**Extract to read**
▶

The spine is a highly complex mechanism of bones, joints, muscles, ligaments, and nerves that work together in a beautifully integrated way. It bears the weight of our body and supports our arm and leg movement. It protects the spinal cord and nerves that connect our brain to every other part of our body, and contributes significantly to balance and coordination. Like links in a chain, each vertebral segment of the spine moves in relation to the segments above and below. Yet, an imbalance in this complex mechanism of spine function results in spine pain.
According to the CDC, 80% of us will have back pain during our lifetime, and 20% of the population currently has back pain. In fact, back pain alone is the second most common reason for a visit to the doctor’s office. (Upper respiratory infection is the most common reason.) One’s first episode of back pain is equally likely to occur at any age from early teens to early 40’s, and 80-90% will have a recurrent episode. Like back pain, neck pain is also a significant health problem. Every year, 14% of working adults are limited by neck pain, and up to 85% will have chronic or recurrent symptoms. Obviously, spine pain in general is a serious problem. The good news is that new research is providing more effective treatment strategies and prevention opportunities.
What causes spine pain?
The vast majority of spine pain is not caused by fractures, tumors, or other deteriorating disease, but by mechanical spine problems. Sprained ligaments, strained muscles, ruptured discs, pinched nerves, and swollen joints are considered mechanical spine problems. These injuries cause further changes as the joints become stuck, the supporting muscles weaken, and the nerves become further sensitive to pain. This cascade of problems is a major contributor to the above detailed high pain episode recurrence rate.
An initial injury may occur during falls or car accidents, or the injury may result from something as small as a sneeze. Often an episode of pain begins with something small, as someone bends to pick up a pencil. Additionally, repeated microscopic traumas, such as repetitive movement, inactivity, or poor posture, will summate over time to cause a mechanical alteration.
Does spine pain resolve by itself?

◀

**What you need to do**
A - Reproduce the passage on spine pain word for word, starting at "An initial injury" and ending at "resolve by itself?".
B - List every injury that the passage on spine pain names as a mechanical spine problem.

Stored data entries
▶

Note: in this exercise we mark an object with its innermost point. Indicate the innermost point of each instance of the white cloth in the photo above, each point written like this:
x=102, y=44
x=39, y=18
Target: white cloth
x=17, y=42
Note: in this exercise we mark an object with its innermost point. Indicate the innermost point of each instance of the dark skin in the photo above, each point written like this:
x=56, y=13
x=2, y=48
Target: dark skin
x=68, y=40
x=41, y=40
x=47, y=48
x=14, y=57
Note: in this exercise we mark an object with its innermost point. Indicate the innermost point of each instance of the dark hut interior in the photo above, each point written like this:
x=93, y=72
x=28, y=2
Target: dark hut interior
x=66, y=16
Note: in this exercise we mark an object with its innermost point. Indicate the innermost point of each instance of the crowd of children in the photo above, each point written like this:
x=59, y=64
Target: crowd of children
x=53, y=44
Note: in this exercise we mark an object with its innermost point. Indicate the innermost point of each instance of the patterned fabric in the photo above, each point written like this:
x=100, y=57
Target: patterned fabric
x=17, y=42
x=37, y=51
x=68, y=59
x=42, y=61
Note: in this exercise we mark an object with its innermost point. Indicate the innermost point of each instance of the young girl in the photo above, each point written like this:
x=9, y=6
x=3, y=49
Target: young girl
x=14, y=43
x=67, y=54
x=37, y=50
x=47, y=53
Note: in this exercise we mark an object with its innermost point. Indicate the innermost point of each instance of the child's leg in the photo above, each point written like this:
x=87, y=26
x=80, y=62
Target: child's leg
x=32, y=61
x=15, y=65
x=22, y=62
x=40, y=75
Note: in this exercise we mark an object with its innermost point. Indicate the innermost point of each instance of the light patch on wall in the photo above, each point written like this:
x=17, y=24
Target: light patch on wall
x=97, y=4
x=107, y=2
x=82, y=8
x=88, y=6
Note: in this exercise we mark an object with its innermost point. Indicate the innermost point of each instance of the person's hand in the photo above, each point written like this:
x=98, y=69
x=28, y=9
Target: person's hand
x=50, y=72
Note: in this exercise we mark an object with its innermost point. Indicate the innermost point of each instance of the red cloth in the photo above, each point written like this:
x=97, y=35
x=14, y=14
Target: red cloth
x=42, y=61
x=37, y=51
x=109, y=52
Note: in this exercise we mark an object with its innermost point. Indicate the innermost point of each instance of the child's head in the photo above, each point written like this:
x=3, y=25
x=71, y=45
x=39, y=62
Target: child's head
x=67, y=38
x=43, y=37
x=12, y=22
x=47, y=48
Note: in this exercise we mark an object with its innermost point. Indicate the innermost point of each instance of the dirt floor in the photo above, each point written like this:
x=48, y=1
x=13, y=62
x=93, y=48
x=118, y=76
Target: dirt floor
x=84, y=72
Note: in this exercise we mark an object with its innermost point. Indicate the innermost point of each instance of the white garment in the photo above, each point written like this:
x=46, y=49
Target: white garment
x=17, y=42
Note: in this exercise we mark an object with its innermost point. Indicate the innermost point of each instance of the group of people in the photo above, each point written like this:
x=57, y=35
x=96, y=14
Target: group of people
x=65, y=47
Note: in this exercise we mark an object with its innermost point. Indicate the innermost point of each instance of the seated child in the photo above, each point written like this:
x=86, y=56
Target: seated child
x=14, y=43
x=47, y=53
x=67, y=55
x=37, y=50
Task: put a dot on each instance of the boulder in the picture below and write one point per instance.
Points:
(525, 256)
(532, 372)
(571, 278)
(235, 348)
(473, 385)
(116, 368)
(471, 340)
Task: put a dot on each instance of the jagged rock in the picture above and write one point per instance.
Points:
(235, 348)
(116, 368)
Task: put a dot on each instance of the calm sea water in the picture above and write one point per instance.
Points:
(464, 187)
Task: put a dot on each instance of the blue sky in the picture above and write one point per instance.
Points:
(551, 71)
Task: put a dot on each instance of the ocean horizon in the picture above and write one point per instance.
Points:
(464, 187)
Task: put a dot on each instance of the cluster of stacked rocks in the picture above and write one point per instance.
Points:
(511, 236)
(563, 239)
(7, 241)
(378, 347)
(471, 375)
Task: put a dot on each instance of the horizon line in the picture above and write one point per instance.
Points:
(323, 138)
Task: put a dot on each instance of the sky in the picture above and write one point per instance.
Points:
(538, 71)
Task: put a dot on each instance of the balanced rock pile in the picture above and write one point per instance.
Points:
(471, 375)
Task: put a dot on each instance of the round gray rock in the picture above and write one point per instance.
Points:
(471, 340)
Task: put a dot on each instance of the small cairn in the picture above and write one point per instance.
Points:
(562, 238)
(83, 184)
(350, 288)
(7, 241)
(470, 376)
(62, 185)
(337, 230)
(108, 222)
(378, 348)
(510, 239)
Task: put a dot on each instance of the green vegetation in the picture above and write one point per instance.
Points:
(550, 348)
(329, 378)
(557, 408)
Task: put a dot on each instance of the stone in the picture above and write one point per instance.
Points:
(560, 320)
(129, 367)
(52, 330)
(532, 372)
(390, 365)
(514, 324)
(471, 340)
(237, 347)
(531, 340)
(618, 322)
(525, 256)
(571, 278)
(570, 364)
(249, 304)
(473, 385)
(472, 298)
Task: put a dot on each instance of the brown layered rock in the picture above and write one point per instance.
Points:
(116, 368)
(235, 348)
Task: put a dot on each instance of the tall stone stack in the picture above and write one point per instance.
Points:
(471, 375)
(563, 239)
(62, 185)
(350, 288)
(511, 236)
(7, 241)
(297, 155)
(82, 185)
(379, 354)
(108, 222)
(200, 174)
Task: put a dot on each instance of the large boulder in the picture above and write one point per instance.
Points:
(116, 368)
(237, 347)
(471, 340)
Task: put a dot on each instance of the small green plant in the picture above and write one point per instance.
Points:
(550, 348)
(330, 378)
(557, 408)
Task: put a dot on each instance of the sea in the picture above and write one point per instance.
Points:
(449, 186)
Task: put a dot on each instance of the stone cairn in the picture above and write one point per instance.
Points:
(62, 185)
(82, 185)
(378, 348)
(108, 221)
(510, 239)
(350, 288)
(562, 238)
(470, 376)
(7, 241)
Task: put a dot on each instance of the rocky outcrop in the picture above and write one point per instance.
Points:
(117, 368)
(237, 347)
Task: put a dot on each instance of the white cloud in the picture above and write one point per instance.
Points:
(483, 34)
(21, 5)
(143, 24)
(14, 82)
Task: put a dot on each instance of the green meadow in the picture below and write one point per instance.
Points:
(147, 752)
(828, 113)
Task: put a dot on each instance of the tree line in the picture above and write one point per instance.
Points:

◀

**Exercise responses**
A -
An initial injury may occur during falls or car accidents, or the injury may result from something as small as a sneeze. Often an episode of pain begins with something small, as someone bends to pick up a pencil. Additionally, repeated microscopic traumas, such as repetitive movement, inactivity, or poor posture, will summate over time to cause a mechanical alteration.
Does spine pain resolve by itself?

B - sprained ligaments, strained muscles, ruptured discs, pinched nerves, swollen joints